Re: [PATCH 0/2] scop GFP_NOFS api
From: NeilBrown
Date: Sat Apr 30 2016 - 18:20:15 EST
On Sat, Apr 30 2016, Dave Chinner wrote:
> On Fri, Apr 29, 2016 at 03:35:42PM +1000, NeilBrown wrote:
>> On Tue, Apr 26 2016, Michal Hocko wrote:
>>
>> > Hi,
>> > we have discussed this topic at LSF/MM this year. There was a general
>> > interest in the scope GFP_NOFS allocation context among some FS
>> > developers. For those who are not aware of the discussion or the issue
>> > I am trying to sort out (or at least start in that direction) please
>> > have a look at patch 1 which adds memalloc_nofs_{save,restore} api
>> > which basically copies what we have for the scope GFP_NOIO allocation
>> > context. I haven't converted any of the FS myself because that is way
>> > beyond my area of expertise but I would be happy to help with further
>> > changes on the MM front as well as in some more generic code paths.

_Extracted material_

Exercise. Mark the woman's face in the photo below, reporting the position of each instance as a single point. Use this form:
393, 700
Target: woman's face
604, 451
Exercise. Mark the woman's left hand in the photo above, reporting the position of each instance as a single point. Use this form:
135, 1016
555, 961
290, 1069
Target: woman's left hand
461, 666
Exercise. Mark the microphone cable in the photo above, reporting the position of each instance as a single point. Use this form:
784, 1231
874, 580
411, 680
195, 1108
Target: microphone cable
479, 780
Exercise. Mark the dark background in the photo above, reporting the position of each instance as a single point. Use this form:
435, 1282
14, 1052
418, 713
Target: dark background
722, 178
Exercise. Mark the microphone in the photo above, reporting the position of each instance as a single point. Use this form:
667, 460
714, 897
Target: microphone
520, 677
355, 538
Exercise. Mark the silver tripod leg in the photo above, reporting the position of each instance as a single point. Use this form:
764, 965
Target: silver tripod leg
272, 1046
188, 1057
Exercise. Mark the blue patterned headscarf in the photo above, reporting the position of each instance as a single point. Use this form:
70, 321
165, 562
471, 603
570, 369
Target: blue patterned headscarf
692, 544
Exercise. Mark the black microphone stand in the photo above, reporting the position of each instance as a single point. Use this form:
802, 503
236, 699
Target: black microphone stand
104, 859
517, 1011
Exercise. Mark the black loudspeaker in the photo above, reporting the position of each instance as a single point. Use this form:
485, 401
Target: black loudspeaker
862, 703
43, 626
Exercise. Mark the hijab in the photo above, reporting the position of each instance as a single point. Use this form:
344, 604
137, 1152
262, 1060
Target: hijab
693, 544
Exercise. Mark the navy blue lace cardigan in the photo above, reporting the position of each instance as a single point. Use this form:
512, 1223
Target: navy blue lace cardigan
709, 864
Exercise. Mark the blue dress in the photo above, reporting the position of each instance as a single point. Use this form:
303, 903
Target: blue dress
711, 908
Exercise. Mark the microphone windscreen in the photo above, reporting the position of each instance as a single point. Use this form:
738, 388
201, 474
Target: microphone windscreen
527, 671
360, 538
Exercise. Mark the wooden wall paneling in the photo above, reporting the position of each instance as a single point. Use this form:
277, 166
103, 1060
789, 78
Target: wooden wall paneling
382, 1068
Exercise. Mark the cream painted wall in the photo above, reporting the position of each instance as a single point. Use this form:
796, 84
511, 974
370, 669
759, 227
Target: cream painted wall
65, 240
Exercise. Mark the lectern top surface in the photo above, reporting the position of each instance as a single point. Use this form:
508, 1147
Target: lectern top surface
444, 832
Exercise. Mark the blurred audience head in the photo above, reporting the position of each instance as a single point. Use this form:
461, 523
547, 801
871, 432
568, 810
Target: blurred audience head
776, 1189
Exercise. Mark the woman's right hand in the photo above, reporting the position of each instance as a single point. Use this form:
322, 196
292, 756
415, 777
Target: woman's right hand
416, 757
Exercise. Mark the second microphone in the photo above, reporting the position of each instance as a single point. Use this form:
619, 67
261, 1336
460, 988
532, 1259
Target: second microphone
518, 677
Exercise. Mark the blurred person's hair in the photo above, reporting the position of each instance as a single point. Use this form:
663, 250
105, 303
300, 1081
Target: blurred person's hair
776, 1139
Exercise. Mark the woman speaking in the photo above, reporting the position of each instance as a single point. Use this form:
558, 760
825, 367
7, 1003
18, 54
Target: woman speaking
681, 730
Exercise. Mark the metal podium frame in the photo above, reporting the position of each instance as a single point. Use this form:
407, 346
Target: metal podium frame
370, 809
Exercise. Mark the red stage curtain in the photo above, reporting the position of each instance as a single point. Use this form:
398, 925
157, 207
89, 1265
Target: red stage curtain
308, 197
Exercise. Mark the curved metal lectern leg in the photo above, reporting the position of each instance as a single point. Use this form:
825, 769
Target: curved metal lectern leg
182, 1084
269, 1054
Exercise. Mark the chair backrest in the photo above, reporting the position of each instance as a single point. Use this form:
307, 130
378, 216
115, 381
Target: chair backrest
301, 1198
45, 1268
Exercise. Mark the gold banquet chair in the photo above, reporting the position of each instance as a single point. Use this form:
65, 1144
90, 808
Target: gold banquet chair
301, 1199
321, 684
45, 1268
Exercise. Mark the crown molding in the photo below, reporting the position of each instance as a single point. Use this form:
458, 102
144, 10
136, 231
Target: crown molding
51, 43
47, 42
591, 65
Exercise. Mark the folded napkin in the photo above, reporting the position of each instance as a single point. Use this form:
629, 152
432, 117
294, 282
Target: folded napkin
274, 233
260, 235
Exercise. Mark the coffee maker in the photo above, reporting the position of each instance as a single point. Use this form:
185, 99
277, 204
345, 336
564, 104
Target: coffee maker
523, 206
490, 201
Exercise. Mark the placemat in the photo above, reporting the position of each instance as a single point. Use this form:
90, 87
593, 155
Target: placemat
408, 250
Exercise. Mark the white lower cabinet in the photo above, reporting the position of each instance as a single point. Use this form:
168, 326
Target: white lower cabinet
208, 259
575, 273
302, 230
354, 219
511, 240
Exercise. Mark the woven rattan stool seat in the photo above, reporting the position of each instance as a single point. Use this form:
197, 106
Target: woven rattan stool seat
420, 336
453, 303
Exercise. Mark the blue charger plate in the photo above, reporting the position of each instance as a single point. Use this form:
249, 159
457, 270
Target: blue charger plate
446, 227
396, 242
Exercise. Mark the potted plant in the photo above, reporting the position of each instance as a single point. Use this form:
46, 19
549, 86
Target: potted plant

_Tasks to complete_
- A) Answer these from the GFP_NOFS mailing-list thread:
(i) Who is named on the "From:" line?
(ii) At which event does the quoted message say the topic was discussed this year?
(iii) Which api does the quoted message say patch 1 adds?
- B) Extend the GFP_NOFS mailing-list thread past its last line.

_Outputs_
- A)
(i) NeilBrown
(ii) LSF/MM
(iii) memalloc_nofs_{save,restore}

- B)
>> >
>> > Dave had an idea on how to further improve the reclaim context to be
>> > less all-or-nothing wrt. GFP_NOFS. In short he was suggesting an opaque
>> > and FS specific cookie set in the FS allocation context and consumed
>> > by the FS reclaim context to allow doing some provably save actions
>> > that would be skipped due to GFP_NOFS normally. I like this idea and
>> > I believe we can go that direction regardless of the approach taken here.
>> > Many filesystems simply need to cleanup their NOFS usage first before
>> > diving into a more complex changes.>
>>
>> This strikes me as over-engineering to work around an unnecessarily
>> burdensome interface.... but without details it is hard to be certain.
>>
>> Exactly what things happen in "FS reclaim context" which may, or may
>> not, be safe depending on the specific FS allocation context? Do they
>> need to happen at all?
>>
>> My research suggests that for most filesystems the only thing that
>> happens in reclaim context that is at all troublesome is the final
>> 'evict()' on an inode. This needs to flush out dirty pages and sync the
>> inode to storage. Some time ago we moved most dirty-page writeout out
>> of the reclaim context and into kswapd. I think this was an excellent
>> advance in simplicity.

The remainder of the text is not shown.